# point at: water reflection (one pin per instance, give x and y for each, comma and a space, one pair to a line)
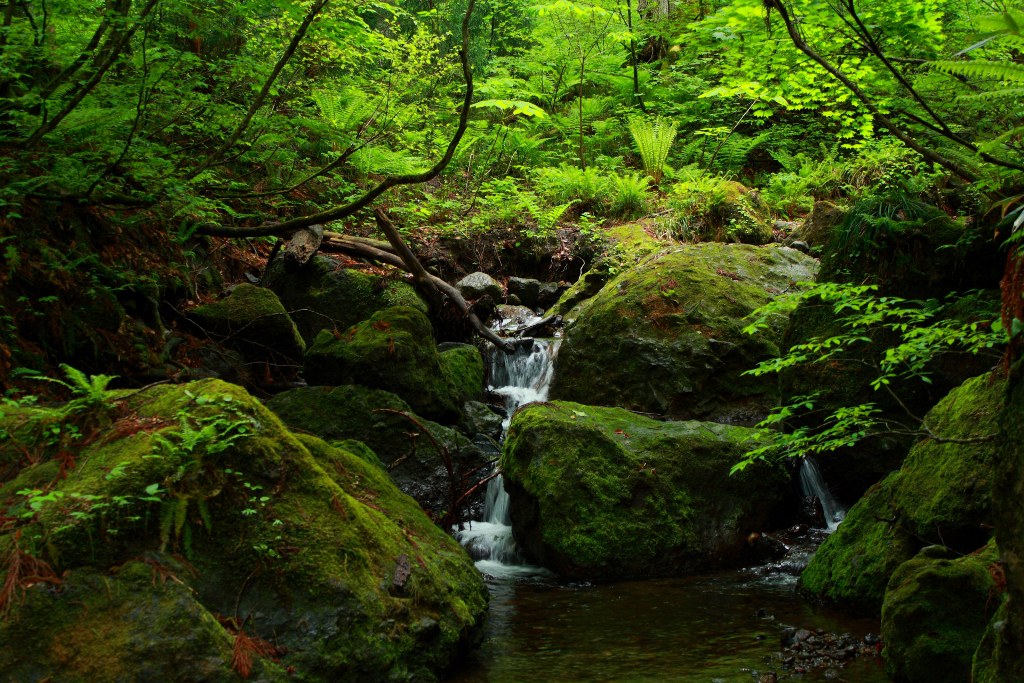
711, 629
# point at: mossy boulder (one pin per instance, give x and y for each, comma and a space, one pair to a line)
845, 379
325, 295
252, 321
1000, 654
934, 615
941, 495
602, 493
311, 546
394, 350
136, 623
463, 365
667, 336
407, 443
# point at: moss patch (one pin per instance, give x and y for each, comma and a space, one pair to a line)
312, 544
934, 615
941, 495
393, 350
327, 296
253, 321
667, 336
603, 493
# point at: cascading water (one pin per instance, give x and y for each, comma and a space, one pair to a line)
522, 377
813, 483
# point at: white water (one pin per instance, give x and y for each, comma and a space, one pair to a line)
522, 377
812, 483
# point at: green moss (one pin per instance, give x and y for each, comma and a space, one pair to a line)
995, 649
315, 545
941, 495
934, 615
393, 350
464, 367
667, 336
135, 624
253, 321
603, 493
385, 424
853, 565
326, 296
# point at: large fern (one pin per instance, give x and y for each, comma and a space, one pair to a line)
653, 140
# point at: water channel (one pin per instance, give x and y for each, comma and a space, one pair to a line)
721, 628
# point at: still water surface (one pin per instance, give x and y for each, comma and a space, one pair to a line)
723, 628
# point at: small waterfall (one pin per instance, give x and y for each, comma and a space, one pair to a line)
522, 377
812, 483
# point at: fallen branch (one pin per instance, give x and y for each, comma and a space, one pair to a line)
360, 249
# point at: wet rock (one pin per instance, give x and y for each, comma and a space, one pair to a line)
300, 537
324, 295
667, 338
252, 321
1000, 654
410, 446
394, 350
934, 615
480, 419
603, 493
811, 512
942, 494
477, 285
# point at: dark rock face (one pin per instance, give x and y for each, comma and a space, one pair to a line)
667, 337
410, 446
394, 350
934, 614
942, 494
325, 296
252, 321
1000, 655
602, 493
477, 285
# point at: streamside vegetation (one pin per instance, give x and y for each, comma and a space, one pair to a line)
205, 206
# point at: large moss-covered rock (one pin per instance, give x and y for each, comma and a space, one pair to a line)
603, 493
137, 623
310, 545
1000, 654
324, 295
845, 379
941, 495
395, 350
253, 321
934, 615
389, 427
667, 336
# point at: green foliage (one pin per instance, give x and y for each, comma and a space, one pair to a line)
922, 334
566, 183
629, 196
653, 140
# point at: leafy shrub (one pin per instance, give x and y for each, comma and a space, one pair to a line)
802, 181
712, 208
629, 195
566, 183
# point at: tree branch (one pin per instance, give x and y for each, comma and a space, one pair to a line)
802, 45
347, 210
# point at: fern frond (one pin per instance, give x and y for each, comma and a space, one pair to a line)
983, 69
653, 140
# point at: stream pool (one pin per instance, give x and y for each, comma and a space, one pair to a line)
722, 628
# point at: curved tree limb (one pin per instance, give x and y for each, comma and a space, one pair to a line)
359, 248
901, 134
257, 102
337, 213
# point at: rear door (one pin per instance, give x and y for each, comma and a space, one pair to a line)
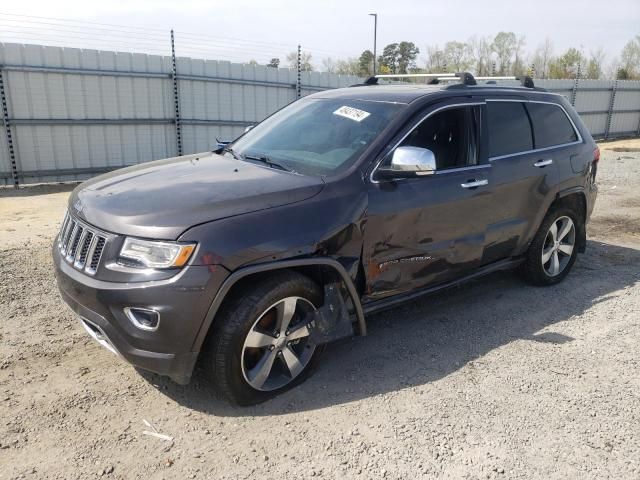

**WHAT YOU SHOULD DO**
The required output is the listing above reproduced exactly, pictures removed.

**THE ANSWER**
# point at: water reflection (one pin per instance, give x and y for each, comma and a space, one pair to a line)
711, 629
# point at: mossy boulder (one pin per instance, give x and y for each, comma and a space, one pair to a line)
845, 379
325, 295
252, 321
1000, 654
934, 615
941, 495
602, 493
311, 546
394, 350
136, 623
463, 365
667, 336
407, 443
# point at: moss patch (one pin per instance, give x and y for each, comma and a space, one pair to a line)
312, 544
934, 615
941, 495
393, 350
327, 296
253, 321
667, 336
603, 493
# point at: cascading water (one pin per instance, give x and y for each, comma and a space, one pair to a line)
522, 377
813, 483
# point at: white water (one pin per instance, give x and y for each, comma and a space, one pair to a line)
522, 377
812, 483
# point at: green moss (one pin per instance, give x and y for each, comma and a space, one pair to a line)
995, 649
315, 545
941, 495
934, 615
393, 350
464, 367
667, 336
135, 624
253, 321
603, 493
385, 424
853, 565
326, 296
# point at: large fern (one pin per instance, give x and y for each, comma and a space, one pair to a line)
653, 140
# point at: water channel (one pin per instance, give x and y for each, comma and a space, one pair to a line)
721, 628
# point at: still water surface (one pin per instance, give x and y for each, comma and a space, one pair to a line)
723, 628
# point at: small waterfall (one pin per instance, give x and y for each, comma and a space, one pair to a line)
522, 377
812, 483
# point at: fallen branch (one pin per instance, give x and y for each, comma and a space, one pair to a line)
360, 249
# point at: wet rock (one pin per instance, give x and y for each, comma and a space, one pair to a line)
300, 537
324, 295
667, 338
252, 321
1000, 654
410, 446
394, 350
934, 615
480, 419
603, 493
811, 512
942, 494
477, 285
# point at: dark rock face (one pin per instance, give x and y for each, comma and a space, one pair to a line)
667, 337
410, 446
394, 350
934, 614
942, 494
325, 296
252, 321
1000, 655
602, 493
477, 285
# point at: streamside vegetation (one pin per instance, give x and y for each, comma and a space, one pair to a line)
205, 206
# point at: large moss-covered rock (one pin per instance, give x and y for each, comma and a space, one pair to a line)
603, 493
137, 623
310, 545
1000, 654
324, 295
845, 379
941, 495
395, 350
253, 321
934, 615
389, 427
667, 336
# point at: green foliage (one pin per instance, give x and y for each, comma and a space, one pair to a line)
922, 334
566, 183
629, 196
653, 140
# point at: leafy shrub (one pin per instance, give x and y for each, comma and a space, one pair to a line)
802, 181
712, 208
629, 195
566, 183
# point at: tree branch (one pin per instance, give x and y for each, comma and a space, one pair to a line)
802, 45
347, 210
# point at: fern frond (one pin per instance, give x and y for each, comma and a space, one pair to a line)
983, 69
653, 140
# point at: stream pool (one pin per instance, give x and y for each, comma and a space, one pair to a line)
722, 628
# point at: curved tree limb (one pin per instance, give x and y for each, comma and a space, one pair to a line)
359, 248
901, 134
257, 102
337, 213
# point at: rear door (one pin per instance, give x and y for each, comma and a space, one pair to a line)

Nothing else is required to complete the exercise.